■ PROVIDED MATERIAL

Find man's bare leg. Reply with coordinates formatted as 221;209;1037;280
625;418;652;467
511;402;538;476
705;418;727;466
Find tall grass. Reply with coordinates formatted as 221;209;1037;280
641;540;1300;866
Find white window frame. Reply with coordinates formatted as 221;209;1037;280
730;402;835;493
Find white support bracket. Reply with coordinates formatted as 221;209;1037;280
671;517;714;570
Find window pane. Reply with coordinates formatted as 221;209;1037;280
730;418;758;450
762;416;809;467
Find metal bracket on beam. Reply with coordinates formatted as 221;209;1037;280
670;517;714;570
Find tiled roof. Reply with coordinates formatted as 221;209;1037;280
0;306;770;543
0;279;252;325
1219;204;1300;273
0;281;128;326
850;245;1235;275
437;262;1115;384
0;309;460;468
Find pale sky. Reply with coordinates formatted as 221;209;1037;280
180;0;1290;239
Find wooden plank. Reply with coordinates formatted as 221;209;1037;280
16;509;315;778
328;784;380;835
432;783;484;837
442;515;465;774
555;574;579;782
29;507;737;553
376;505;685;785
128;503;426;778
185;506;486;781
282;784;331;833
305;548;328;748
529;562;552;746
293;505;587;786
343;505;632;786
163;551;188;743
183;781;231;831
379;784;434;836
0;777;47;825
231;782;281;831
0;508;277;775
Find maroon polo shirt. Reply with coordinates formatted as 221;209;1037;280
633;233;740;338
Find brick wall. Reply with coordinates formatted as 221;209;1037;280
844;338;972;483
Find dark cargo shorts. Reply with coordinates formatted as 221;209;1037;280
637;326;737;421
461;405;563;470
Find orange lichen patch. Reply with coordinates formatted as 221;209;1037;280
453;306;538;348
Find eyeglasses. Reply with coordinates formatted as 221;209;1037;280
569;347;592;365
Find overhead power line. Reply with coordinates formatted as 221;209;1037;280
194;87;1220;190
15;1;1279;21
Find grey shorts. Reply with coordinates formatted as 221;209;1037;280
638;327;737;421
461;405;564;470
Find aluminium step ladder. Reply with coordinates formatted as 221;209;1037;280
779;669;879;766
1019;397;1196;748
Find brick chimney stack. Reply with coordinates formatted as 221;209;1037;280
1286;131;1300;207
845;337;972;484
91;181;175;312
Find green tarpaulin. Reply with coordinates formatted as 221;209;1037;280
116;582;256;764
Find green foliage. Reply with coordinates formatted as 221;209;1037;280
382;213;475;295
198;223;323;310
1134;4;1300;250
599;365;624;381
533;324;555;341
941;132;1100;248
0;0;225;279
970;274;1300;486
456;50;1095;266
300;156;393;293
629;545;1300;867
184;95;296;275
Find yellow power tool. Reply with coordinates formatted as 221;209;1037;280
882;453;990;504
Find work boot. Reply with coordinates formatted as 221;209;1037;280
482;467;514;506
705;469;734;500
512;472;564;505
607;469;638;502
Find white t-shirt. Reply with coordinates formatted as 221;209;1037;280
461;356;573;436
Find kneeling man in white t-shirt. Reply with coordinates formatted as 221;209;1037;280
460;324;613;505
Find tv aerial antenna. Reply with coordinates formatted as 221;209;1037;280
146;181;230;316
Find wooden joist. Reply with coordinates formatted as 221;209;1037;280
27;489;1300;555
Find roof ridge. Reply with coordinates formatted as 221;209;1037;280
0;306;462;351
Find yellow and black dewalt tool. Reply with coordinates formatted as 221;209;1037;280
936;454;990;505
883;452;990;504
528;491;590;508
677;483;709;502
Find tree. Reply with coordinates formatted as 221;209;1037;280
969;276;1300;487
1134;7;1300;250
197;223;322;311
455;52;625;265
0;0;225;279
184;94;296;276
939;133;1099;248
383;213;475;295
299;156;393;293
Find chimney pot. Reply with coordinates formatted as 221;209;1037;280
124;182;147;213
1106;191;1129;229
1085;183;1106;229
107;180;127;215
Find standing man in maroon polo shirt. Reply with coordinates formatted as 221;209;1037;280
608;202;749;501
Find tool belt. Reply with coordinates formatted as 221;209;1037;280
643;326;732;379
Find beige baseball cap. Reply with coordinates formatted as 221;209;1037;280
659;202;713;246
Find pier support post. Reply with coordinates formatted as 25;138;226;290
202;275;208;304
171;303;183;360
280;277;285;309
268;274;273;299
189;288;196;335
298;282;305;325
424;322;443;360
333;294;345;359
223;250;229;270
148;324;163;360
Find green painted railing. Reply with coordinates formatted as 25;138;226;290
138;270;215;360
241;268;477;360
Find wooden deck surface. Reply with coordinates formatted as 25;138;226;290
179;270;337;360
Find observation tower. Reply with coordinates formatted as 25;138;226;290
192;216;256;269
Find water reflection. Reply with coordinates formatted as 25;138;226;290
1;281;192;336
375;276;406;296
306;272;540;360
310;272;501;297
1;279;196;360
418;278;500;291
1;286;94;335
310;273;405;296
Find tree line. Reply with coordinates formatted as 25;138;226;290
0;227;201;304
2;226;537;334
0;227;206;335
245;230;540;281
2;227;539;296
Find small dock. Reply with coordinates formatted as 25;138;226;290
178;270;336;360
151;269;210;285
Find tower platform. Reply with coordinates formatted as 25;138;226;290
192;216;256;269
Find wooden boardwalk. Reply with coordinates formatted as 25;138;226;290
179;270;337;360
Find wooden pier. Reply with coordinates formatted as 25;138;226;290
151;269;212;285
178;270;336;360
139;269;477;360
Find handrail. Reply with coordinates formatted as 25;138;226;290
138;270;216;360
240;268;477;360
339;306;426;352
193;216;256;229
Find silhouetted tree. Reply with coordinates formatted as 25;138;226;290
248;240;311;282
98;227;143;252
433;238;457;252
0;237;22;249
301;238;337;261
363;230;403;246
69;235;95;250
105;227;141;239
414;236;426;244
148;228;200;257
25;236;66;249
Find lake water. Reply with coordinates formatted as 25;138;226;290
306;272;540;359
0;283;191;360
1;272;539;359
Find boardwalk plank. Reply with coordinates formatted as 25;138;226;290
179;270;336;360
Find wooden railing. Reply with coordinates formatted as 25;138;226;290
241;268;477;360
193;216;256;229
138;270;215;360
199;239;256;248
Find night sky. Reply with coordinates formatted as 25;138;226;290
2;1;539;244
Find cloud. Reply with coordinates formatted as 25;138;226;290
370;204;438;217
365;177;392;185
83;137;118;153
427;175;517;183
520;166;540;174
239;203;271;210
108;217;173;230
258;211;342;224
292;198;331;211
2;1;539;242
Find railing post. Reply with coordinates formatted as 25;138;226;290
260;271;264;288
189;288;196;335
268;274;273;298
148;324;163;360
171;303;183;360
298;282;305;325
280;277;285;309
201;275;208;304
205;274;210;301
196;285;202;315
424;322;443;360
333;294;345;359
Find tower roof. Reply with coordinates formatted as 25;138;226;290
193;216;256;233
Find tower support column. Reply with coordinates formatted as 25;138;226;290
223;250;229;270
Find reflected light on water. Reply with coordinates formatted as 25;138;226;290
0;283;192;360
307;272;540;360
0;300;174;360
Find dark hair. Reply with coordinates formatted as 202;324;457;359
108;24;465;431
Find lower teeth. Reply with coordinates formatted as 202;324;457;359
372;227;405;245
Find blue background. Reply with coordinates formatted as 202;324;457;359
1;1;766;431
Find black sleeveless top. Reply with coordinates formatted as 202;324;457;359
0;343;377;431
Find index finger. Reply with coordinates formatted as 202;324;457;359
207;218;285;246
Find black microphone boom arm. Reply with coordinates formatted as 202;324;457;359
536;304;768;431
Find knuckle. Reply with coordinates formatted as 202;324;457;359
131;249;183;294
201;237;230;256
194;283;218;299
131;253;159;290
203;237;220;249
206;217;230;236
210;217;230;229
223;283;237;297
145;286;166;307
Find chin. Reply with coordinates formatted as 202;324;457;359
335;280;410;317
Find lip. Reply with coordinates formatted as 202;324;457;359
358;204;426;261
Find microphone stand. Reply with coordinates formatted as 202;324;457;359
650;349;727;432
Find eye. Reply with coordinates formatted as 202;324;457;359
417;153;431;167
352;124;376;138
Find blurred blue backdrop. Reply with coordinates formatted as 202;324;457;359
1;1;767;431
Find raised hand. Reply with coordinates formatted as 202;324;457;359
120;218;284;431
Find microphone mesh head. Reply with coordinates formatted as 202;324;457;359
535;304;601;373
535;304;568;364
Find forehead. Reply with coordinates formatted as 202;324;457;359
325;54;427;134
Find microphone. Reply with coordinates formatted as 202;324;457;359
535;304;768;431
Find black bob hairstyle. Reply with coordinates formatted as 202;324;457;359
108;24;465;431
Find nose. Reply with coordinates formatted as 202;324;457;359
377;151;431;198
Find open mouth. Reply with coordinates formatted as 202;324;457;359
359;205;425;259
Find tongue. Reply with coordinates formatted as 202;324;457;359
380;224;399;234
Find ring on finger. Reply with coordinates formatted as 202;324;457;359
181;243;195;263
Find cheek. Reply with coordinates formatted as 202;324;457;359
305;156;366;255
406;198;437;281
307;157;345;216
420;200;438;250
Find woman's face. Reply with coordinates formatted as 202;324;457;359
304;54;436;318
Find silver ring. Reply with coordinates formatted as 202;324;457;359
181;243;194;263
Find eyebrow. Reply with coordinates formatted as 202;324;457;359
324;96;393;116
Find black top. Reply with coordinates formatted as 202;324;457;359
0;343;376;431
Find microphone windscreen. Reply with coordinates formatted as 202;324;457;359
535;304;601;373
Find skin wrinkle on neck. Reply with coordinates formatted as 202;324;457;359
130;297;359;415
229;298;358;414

■ WHAT THE TASK ASKS
The answer must be the line containing "Find black top." and every line after it through the last line of the records above, repeated exactly.

■ TASK SOLUTION
Find black top. Reply with coordinates formatted as 202;324;457;359
0;343;376;431
Find microphone windscreen. Reply with coordinates formatted as 202;324;457;359
535;304;601;373
Find skin wrinkle on neck. Reply with coordinates formatted as 202;324;457;359
130;297;359;415
229;298;358;414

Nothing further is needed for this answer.